WHAT NEEDS TO BE DONE: Rewrite the stretch of the material from the line containing "Put a dot on the outstretched" through the line containing "<point>412,723</point>", replacing "wicker basket" with "woven basket" and leaving everything else as it is.
::: DATA ENTRIES
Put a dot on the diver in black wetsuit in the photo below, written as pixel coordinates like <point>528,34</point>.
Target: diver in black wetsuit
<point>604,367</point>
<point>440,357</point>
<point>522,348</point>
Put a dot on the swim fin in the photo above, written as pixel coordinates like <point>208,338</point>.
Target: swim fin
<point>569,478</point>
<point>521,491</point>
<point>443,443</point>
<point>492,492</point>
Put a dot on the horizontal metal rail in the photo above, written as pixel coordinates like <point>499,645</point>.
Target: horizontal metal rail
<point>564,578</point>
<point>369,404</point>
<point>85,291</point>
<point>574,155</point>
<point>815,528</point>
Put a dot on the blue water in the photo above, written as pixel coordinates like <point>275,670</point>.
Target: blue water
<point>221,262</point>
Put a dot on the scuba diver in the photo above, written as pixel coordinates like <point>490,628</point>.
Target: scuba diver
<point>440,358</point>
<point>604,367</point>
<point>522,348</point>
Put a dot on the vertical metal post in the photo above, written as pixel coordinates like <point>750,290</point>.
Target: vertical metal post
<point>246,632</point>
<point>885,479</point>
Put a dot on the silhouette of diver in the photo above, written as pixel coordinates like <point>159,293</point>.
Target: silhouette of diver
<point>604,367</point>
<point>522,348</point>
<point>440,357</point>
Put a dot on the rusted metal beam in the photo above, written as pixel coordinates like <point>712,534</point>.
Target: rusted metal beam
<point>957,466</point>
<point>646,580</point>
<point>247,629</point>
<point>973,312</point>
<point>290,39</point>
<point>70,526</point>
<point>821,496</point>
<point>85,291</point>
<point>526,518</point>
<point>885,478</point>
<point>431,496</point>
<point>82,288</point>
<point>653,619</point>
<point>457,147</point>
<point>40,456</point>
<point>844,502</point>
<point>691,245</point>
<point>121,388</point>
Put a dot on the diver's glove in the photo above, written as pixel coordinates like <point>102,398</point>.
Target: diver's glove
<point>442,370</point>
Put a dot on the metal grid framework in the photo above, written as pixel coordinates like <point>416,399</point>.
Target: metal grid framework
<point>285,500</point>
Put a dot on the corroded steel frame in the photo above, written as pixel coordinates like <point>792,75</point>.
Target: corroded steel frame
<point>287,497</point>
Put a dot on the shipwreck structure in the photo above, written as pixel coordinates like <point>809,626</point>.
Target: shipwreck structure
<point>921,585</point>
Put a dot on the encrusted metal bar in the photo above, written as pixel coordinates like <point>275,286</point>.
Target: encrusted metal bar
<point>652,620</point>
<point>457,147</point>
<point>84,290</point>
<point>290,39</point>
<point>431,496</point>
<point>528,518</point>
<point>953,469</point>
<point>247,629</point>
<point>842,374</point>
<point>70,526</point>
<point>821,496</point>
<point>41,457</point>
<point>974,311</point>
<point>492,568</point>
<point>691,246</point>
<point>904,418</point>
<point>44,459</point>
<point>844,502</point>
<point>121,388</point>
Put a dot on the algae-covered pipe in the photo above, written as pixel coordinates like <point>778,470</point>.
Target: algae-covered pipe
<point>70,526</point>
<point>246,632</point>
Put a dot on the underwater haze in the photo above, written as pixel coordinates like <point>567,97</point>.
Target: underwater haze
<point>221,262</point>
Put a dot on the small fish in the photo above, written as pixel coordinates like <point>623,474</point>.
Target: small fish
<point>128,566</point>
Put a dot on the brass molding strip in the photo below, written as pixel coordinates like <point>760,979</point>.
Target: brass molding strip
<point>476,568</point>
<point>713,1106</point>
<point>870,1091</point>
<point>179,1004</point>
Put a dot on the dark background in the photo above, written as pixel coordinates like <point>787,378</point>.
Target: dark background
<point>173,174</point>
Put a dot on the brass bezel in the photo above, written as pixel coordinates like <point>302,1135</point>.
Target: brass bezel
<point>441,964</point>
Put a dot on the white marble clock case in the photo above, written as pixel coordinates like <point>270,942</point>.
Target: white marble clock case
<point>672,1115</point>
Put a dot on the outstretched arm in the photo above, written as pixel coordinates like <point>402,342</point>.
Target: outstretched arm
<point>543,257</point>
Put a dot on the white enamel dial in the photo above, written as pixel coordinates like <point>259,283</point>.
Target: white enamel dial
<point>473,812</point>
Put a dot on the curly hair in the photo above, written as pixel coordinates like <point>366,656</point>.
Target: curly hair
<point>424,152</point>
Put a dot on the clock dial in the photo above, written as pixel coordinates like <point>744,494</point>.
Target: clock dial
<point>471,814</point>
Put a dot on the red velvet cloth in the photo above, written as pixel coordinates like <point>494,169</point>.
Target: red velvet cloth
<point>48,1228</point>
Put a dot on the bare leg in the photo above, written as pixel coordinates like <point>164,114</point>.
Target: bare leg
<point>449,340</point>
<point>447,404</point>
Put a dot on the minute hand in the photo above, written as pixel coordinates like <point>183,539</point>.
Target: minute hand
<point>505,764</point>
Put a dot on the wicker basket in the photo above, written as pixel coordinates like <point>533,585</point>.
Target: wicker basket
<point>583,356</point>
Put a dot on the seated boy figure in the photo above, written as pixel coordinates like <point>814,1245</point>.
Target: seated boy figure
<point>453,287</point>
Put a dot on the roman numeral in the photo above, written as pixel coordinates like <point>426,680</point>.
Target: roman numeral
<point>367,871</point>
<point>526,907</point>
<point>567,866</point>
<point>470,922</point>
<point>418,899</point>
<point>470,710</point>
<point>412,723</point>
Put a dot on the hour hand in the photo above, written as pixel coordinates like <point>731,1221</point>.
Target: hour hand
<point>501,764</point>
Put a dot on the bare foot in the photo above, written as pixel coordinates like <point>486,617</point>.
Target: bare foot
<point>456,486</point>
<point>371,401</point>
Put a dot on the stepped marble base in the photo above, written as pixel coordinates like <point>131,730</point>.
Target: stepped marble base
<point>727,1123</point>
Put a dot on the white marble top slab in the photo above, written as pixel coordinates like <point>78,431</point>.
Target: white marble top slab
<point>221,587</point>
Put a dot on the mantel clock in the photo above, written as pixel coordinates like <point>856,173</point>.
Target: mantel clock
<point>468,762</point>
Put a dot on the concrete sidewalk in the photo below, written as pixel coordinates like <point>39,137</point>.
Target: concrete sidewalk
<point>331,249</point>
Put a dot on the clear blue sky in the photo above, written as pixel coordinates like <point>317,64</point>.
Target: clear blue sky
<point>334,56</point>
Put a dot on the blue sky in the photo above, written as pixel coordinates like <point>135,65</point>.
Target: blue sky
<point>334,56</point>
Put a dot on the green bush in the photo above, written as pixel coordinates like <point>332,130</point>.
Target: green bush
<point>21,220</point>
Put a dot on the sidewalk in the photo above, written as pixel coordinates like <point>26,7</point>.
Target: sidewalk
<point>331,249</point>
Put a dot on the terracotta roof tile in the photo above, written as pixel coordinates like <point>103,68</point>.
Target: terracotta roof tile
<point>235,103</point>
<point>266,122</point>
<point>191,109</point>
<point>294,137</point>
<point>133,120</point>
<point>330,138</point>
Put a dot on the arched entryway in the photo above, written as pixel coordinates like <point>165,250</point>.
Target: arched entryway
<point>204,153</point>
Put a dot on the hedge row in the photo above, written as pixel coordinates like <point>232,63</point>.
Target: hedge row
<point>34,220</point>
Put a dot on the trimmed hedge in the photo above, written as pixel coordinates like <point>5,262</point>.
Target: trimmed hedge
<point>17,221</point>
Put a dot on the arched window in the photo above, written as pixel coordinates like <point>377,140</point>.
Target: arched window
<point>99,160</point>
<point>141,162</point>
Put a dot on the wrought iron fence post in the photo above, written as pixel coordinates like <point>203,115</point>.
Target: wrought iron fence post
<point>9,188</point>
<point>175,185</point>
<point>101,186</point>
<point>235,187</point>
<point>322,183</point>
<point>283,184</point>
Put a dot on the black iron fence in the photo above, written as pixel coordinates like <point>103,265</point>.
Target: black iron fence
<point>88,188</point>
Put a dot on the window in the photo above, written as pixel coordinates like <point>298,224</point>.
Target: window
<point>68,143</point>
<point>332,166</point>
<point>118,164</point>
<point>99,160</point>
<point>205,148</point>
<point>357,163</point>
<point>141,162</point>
::::::
RESPONSE TO THIS TASK:
Put a dot on the outstretched arm in the photo above, written as pixel coordinates like <point>402,342</point>.
Target: outstretched arm
<point>543,257</point>
Put a dot on the white enamel dial in the photo above, written as pixel coordinates like <point>259,283</point>.
Target: white enamel dial
<point>473,812</point>
Put a dot on the curly hair in the photo above, written as pixel coordinates like <point>366,656</point>.
Target: curly hair
<point>424,152</point>
Put a dot on the clock dial in the photo above, written as pixel coordinates like <point>744,494</point>.
Target: clock dial
<point>471,814</point>
Put a dot on the red velvet cloth in the photo above, written as pixel coordinates like <point>494,169</point>.
Target: red velvet cloth
<point>48,1228</point>
Put a dot on the bare leg in the photo above, written as pixel coordinates like <point>164,114</point>.
Target: bare leg
<point>449,340</point>
<point>447,404</point>
Put a dot on the minute hand in the photo above, written as pixel coordinates like <point>183,539</point>.
Target: minute hand
<point>505,764</point>
Put a dot on the woven basket in the photo above, written as pixel coordinates like <point>533,585</point>.
Target: woven basket
<point>583,356</point>
Put a dot on the seated boy figure in the photo above, written as pixel coordinates like <point>814,1245</point>.
Target: seated boy figure
<point>453,287</point>
Put a dot on the roman numeral in the photo above, written as pixel coordinates like <point>426,680</point>.
Target: roman numeral
<point>367,871</point>
<point>526,907</point>
<point>567,866</point>
<point>470,922</point>
<point>418,899</point>
<point>470,710</point>
<point>412,723</point>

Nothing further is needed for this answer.